ワクチンを接種しなかった社員はクビ!?

 その言葉に一同がうなずくのを見ながらA社長は続けた。

「そこで、社員全員に新型コロナワクチンの接種を義務化したいと考えている」

 A社長の提案を聞いたB部長が質問した。

「しかし……まだワクチンの供給が追い付かず、接種したくてもできない社員もいます。それについてはどうお考えですか?」

「そこは私も承知している。だから今年中に1回接種を終了すればOKとする。また、病気など特別な事情で接種ができない社員は申し出があれば免除する」

 B部長の質問は続いた。

「もし社員からワクチン接種を拒否された場合はどうするんですか?」
「接種は業務命令として行うので、理由もなく拒否した場合はクビにする」

 A社長が放った「クビ」の言葉に、一同がどよめいた。その後、A社長は下記の業務命令を出し、B部長に翌日中に全従業員に周知するように言った。

<A社長から全社員への業務命令の内容>
(1)社員は年内中に全員、新型コロナワクチンを最低1回以上接種すること。
***
### 指示文 A
本文から、「ワクチンを接種しなかった社員はクビ!?」で始まり「ついてはどうお考えですか?」」で終わる部分を一字一句変えずに書き写してください。
### 指示文 B
一覧のうち、「object | dense foliage」を含む行から一覧の最後までを、空行を除いて番号付きの箇条書きに書き直してください。

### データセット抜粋
***
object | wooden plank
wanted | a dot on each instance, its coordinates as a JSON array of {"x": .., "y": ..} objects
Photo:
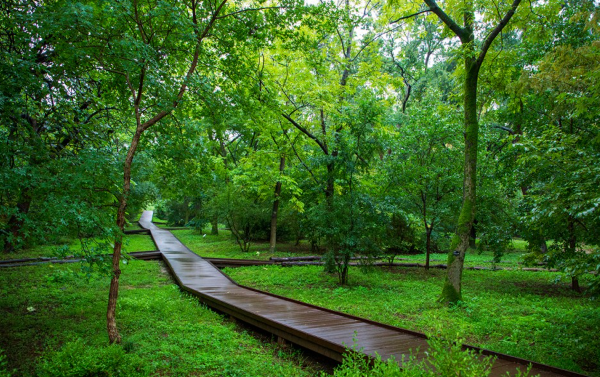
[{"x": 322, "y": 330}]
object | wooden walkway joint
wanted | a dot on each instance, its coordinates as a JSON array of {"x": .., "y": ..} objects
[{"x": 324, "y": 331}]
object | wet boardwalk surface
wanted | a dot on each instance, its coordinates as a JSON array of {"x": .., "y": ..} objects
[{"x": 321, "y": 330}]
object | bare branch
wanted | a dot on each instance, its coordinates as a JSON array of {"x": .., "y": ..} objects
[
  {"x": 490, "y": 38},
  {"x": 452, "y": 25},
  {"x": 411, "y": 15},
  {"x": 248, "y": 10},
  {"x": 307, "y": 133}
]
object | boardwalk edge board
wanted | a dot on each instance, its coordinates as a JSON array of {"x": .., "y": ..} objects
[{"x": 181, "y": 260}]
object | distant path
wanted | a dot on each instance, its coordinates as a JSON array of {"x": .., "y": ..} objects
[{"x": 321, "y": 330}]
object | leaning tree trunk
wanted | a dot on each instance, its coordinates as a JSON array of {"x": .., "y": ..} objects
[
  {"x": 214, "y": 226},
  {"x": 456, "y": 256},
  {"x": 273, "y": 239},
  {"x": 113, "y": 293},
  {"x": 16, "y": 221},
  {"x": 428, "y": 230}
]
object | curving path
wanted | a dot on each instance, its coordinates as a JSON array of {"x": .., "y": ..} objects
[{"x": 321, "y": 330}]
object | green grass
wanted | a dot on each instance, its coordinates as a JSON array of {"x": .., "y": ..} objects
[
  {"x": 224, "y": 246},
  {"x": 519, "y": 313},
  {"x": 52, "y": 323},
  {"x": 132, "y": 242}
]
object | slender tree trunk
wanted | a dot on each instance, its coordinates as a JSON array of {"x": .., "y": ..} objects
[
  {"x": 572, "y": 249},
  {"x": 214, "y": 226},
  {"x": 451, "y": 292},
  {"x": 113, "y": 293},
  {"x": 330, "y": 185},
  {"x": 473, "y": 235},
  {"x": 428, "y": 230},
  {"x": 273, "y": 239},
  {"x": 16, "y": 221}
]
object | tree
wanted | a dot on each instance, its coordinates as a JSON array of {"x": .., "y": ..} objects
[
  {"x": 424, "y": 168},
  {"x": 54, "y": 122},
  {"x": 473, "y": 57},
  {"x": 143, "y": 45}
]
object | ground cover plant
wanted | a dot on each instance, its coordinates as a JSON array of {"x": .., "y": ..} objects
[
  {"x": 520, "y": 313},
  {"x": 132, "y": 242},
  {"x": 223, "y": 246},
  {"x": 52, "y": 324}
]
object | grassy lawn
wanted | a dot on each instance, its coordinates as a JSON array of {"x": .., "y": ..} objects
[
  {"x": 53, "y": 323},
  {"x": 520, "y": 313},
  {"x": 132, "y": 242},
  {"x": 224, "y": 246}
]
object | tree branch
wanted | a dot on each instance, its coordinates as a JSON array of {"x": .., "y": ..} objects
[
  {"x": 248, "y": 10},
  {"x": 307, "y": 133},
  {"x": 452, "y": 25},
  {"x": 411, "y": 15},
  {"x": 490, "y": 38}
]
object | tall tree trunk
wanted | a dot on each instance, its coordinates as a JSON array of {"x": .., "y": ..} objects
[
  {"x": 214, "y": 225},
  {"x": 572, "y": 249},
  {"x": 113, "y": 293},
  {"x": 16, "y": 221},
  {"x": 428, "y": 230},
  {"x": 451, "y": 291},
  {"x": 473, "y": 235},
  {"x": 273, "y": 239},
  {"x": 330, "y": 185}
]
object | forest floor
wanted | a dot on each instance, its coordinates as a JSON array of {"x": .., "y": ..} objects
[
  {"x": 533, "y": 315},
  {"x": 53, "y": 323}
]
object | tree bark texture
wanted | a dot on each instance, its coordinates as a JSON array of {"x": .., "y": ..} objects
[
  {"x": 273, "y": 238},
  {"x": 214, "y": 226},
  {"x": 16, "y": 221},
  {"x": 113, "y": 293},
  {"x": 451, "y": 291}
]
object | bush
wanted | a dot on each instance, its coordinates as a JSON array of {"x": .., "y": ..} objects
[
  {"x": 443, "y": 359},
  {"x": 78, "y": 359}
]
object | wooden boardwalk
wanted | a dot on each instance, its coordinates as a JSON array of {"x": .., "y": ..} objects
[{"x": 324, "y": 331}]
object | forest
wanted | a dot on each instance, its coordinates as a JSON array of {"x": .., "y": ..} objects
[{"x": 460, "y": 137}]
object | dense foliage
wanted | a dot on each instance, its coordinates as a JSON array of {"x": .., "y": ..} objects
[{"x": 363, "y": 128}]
***
### 正答 A
ワクチンを接種しなかった社員はクビ!?

 その言葉に一同がうなずくのを見ながらA社長は続けた。

「そこで、社員全員に新型コロナワクチンの接種を義務化したいと考えている」

 A社長の提案を聞いたB部長が質問した。

「しかし……まだワクチンの供給が追い付かず、接種したくてもできない社員もいます。それについてはどうお考えですか?」

### 正答 B
1. object | dense foliage
2. wanted | a dot on each instance, its coordinates as a JSON array of {"x": .., "y": ..} objects
3. [{"x": 363, "y": 128}]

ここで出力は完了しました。